Instruction A: In the text titled "Who am I?", reproduce the passage that starts at "A starting point." and ends at "to this now.".
Instruction B: According to the text titled "Who am I?", what did the old photo found in a book show?
Instruction C: Go on with the text titled "Who am I?" from the point where it stops.

Given text:
+++

Who am I?

A starting point.

1. Take the perspective of approaching death and a retrospective look back on ones life – many incidents, which at the time seemed so important, so necessary for happiness, or success, or whatever, are not now important. You come to realise that only now is important. They were important then, but time has diminished them, given them a new perspective. If they have any importance now it is only because their effects have carried through to this now. 

This is a vast topic. From one point of view only the now is real. The past does not exist, nor does the future. Then again the past is all around us and shapes and structures our lives by the buildings, towns, cities, laws and customs previous generations have left us. The future is real in the sense that our actions and decisions of today shape it and will determine the lives of future generations. But generally we do not think too much about the past – it is accepted unquestioned, nor do we concern ourselves with anything other than the immediate future -– the next few days or weeks. The now is what is important. If it is good we want time to stand and will resist change. If it is bad we want to change it. I remember finding an old photo in a book. It was of a strikingly beautiful young woman. Judging by the clothes she was wearing it must have been taken in the 1920’s. She was smiling, her eyes bright and alive. I wondered who she was looking at and what her life had been like. I realised with a pang how ephemeral youth and beauty are. By now if she is not dead she is very old, haggard and bent, her life painful and the future dark. Life is a process but we do not look at it as such. We tend to see it as a series of frames – good times and bad times. Looking at old photos is always a slightly painful experience because those particular good times are over and will never come again. We want the good times to stand still. We want the bad times to change into good. If we had control over our lives like a video we would slow down or freeze the good times and fast-forward the bad. We moan that youth is wasted on the young.

+++

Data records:
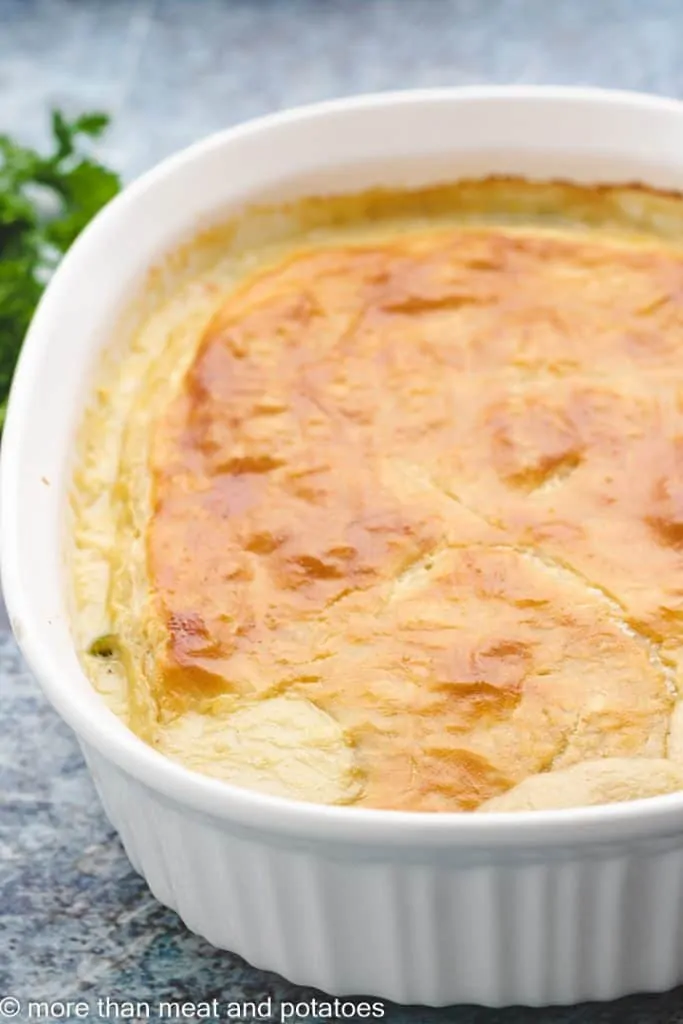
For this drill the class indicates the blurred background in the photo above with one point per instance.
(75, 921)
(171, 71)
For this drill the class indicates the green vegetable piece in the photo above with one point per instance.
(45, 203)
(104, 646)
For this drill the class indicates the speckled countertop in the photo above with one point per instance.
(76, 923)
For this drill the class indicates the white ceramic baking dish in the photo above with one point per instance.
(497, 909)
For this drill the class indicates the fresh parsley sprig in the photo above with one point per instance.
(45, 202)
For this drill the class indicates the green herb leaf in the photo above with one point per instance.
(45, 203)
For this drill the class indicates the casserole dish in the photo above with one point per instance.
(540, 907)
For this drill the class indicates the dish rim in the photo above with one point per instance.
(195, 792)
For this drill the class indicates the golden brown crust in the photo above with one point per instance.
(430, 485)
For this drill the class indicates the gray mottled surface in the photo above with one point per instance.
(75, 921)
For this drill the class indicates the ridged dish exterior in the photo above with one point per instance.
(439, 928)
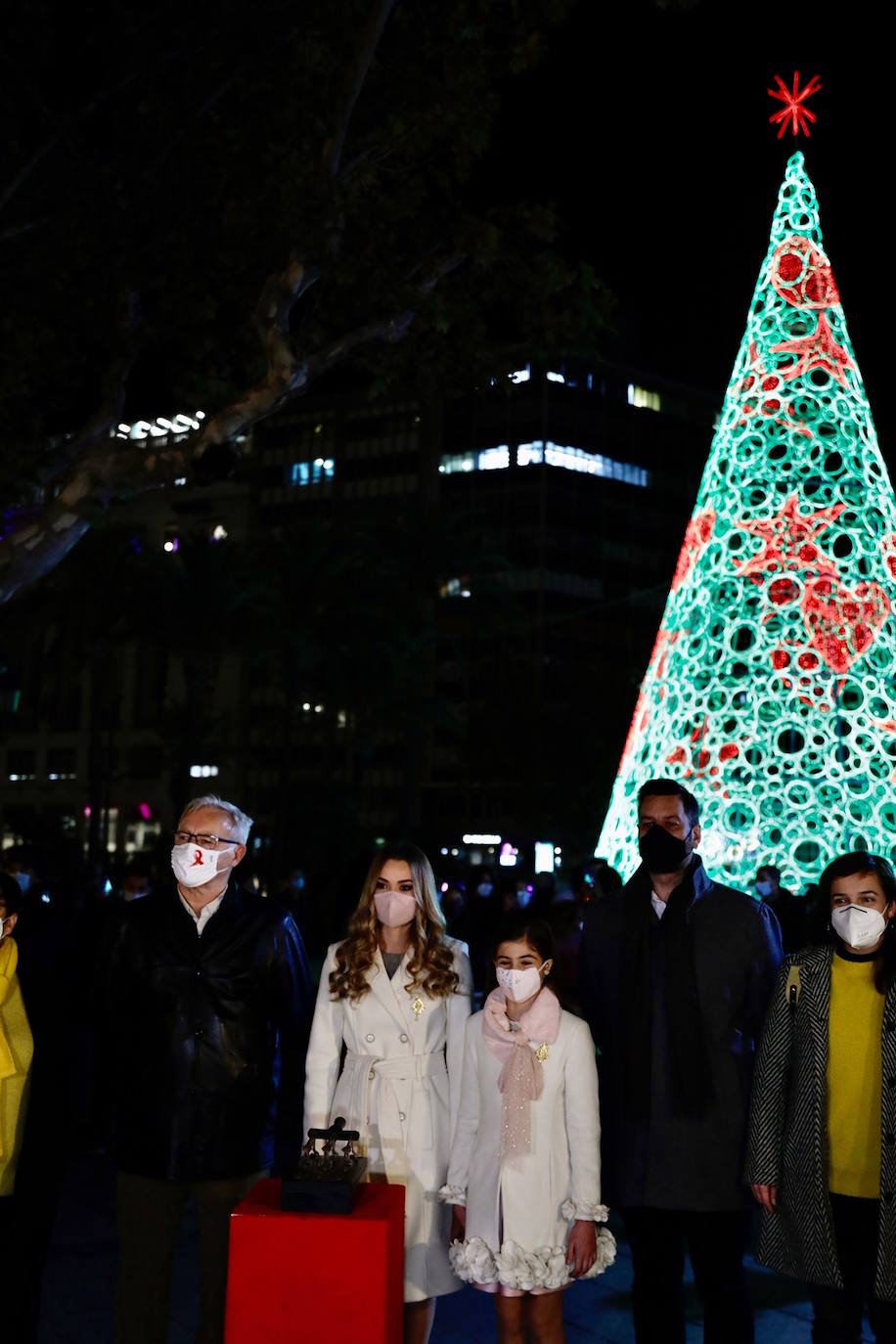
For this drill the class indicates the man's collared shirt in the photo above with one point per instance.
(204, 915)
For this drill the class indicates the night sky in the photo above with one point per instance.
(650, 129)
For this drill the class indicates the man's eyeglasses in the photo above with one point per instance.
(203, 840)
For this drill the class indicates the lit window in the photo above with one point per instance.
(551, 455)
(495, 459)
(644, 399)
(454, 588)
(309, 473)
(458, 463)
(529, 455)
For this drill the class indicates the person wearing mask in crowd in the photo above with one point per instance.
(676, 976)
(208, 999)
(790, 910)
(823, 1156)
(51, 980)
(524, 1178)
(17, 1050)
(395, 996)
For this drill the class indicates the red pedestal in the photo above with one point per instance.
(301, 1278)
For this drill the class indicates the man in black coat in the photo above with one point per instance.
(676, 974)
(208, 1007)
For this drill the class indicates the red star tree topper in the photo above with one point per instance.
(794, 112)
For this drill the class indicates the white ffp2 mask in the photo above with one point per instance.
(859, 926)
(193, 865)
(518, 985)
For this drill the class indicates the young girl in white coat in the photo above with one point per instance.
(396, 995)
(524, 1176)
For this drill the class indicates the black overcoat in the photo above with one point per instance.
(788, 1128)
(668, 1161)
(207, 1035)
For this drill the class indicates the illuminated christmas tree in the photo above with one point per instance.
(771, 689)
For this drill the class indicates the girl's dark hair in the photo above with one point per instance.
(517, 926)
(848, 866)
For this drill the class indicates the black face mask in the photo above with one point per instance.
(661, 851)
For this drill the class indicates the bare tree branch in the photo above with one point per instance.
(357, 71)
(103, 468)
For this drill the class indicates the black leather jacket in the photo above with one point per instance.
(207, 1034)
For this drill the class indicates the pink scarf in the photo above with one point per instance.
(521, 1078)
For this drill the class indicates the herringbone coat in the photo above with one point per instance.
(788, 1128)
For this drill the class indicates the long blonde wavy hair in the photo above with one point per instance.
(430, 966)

+++

Written reply A:
A starting point.

1. Take the perspective of approaching death and a retrospective look back on ones life – many incidents, which at the time seemed so important, so necessary for happiness, or success, or whatever, are not now important. You come to realise that only now is important. They were important then, but time has diminished them, given them a new perspective. If they have any importance now it is only because their effects have carried through to this now.

Written reply B: A strikingly beautiful young woman.

Written reply C:
So looking back on life from the perspective of the ‘crabbit old lady’ in the poem we ask what is the point of living, striving, achieving goals which seem so important, so all-encompassing at the time but which quickly fade, lose their lustre and are superseded by other equally transitory goals – panta rei, as the Greek philosopher said. Everything flows, nothing is fixed, or determined, or permanent.

2. This scenario is bearable if you are a classical dualist – if you believe that to be human is to have a body and a soul, that the body belongs to the material world of constant change and impermanency and that the soul is immortal. The soul perdures through all the changes of the body and, when the body dies, leaves this material domain and ascends to Heaven where it will be united with a spiritual body on the last day. This bodily existence now can be seen as a temporary inconvenience which has to be endured before we can enjoy eternal bliss.

The problem with this scenario is that it does not fit my experience. I am not normally aware of being two – a body and a soul. Where will I be when my body is in the grave and my soul is in Heaven? I cannot say, ‘I have a body and I have a soul.’ I am a living body. My body hurts, I hurt – my body experiences pleasure, I enjoy. And yet, I am not just my body. I am more than my body. I can imagine losing an arm, a leg, another arm, hair, eyes, teeth but the ‘I’ which does the imagining is undiminished. In fact I can imagine being bodiless. Out of the body experiences are not uncommon. In Near Death Experiences people have looked down on their bodies as though they had become detached from them. Is this then what ‘soul’ means? Is the soul the ‘I’, the person which experiences. I am a living body and yet I am more than my body. Is the soul this ‘more’, this detachable-from-the-body ‘I’?

3. Let’s have a look at this ‘I’. There are two possible questions. ‘What am I?’ and ‘Who am I?’ The ‘what’ is a general question and applies to all, the ‘who’ is a particular question and applies only to me. Mead distinguishes between ‘I’ and ‘me’. He distinguishes between the social self – ‘me’ and the subjective self – ‘I’. Whitehead does likewise and sees the self as a process continually projecting itself into the future.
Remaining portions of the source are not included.